Task prompt: From the records that follow, return exactly the lines beginning at the one that contains "Please return the segmentation of every instance of the girl's" and ending at the one that contains "Please return the segmentation of every instance of the leafy", pictures left out.

Input data Start Marker

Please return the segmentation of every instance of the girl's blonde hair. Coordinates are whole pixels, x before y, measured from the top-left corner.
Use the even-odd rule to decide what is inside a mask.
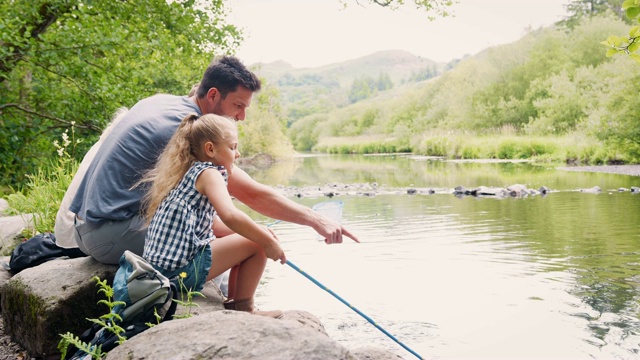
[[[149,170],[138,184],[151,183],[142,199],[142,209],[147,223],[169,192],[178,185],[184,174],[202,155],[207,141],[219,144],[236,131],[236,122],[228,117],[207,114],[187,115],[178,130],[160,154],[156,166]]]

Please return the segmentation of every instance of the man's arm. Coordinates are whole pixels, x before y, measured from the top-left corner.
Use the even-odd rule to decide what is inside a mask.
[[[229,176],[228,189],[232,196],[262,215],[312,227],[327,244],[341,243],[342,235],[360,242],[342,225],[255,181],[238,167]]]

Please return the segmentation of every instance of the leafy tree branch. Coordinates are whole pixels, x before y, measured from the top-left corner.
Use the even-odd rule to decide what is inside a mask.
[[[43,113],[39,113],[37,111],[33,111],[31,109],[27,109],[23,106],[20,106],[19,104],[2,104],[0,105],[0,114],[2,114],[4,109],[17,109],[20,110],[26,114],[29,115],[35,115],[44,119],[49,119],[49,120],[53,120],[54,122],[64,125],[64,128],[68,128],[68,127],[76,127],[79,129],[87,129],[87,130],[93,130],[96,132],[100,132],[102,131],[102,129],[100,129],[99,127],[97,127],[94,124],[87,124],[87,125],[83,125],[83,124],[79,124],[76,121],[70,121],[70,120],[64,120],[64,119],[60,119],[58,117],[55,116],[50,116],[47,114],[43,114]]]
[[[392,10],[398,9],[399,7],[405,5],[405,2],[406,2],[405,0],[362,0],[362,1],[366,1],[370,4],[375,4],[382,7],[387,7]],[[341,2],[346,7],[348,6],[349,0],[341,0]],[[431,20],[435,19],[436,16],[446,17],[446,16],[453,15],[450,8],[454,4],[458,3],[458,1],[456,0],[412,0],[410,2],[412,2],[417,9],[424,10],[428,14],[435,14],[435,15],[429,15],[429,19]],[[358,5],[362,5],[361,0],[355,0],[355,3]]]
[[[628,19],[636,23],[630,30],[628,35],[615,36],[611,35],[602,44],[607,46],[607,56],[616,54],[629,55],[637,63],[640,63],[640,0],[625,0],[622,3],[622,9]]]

Input data End Marker
Input data Start Marker

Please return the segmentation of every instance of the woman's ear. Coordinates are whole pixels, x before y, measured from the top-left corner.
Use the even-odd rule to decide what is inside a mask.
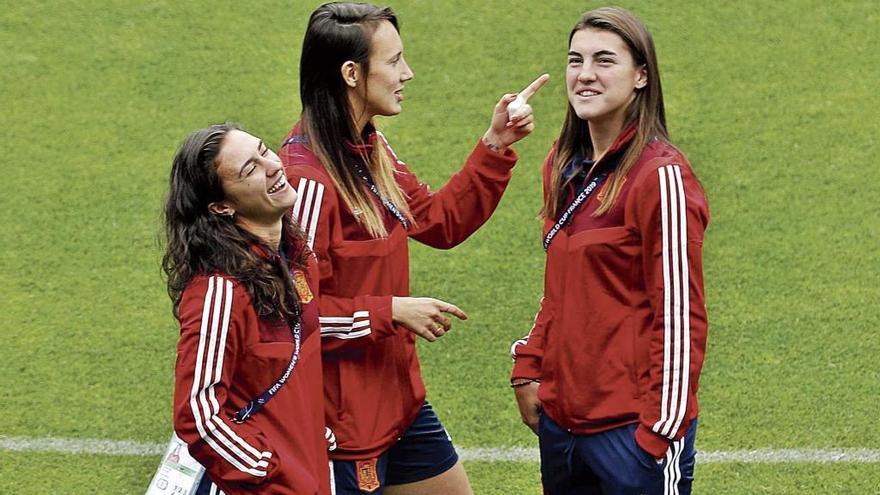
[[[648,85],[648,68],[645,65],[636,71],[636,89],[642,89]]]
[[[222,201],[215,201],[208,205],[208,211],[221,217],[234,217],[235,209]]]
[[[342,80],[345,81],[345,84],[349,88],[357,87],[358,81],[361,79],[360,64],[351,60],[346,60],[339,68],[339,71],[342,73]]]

Input data End Marker
Input data Start Marker

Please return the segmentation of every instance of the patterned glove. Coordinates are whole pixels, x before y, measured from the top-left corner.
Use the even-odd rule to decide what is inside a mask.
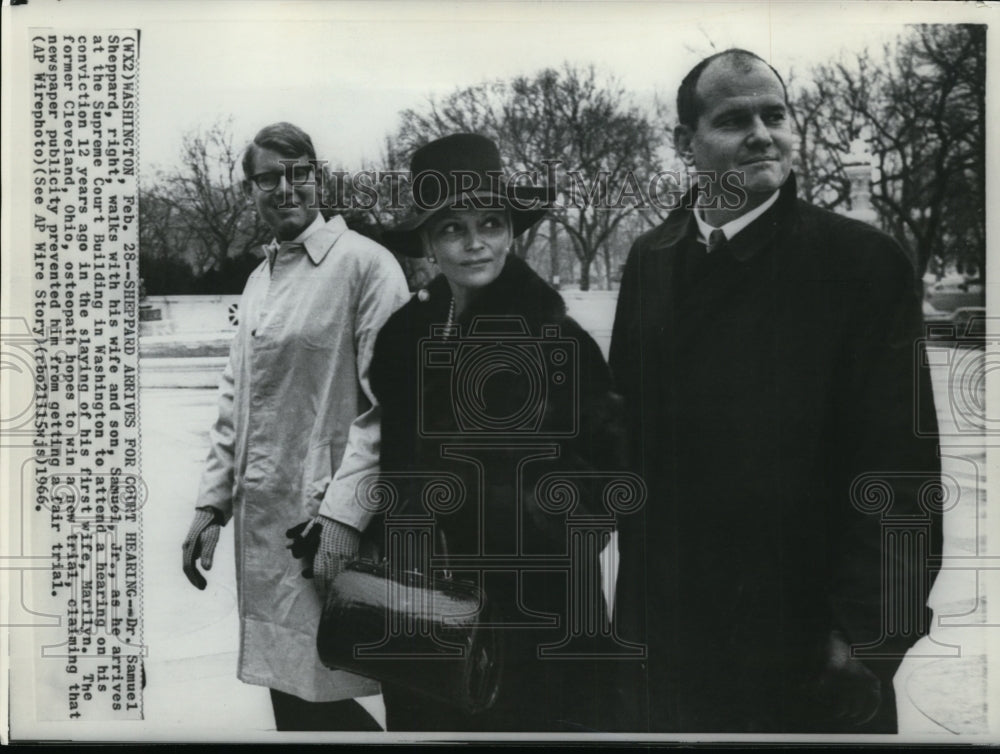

Input data End Marker

Response for this exercise:
Please return the segmentation of every instance of the girl's blonde hair. Coordinates are whole pixels, x before y, measured from the top-left corner.
Use the even-odd rule to decide what is inside a mask.
[[[149,170],[138,184],[151,183],[142,199],[142,209],[147,223],[169,192],[178,185],[184,174],[202,155],[207,141],[219,144],[236,131],[236,122],[228,117],[207,114],[187,115],[178,130],[160,154],[156,166]]]

Please return the segmentation of every instance of the man's arm. Coordinates are whole pixels, x before y, measured from the top-left corner.
Use the even-odd rule to decide what is inside a mask.
[[[229,176],[228,189],[232,196],[262,215],[312,227],[327,244],[341,243],[342,235],[360,242],[342,225],[255,181],[238,167]]]

Please return the segmentation of every instance of the leafy tree branch. Coordinates are whole pixels, x before y, measured from the top-left corner.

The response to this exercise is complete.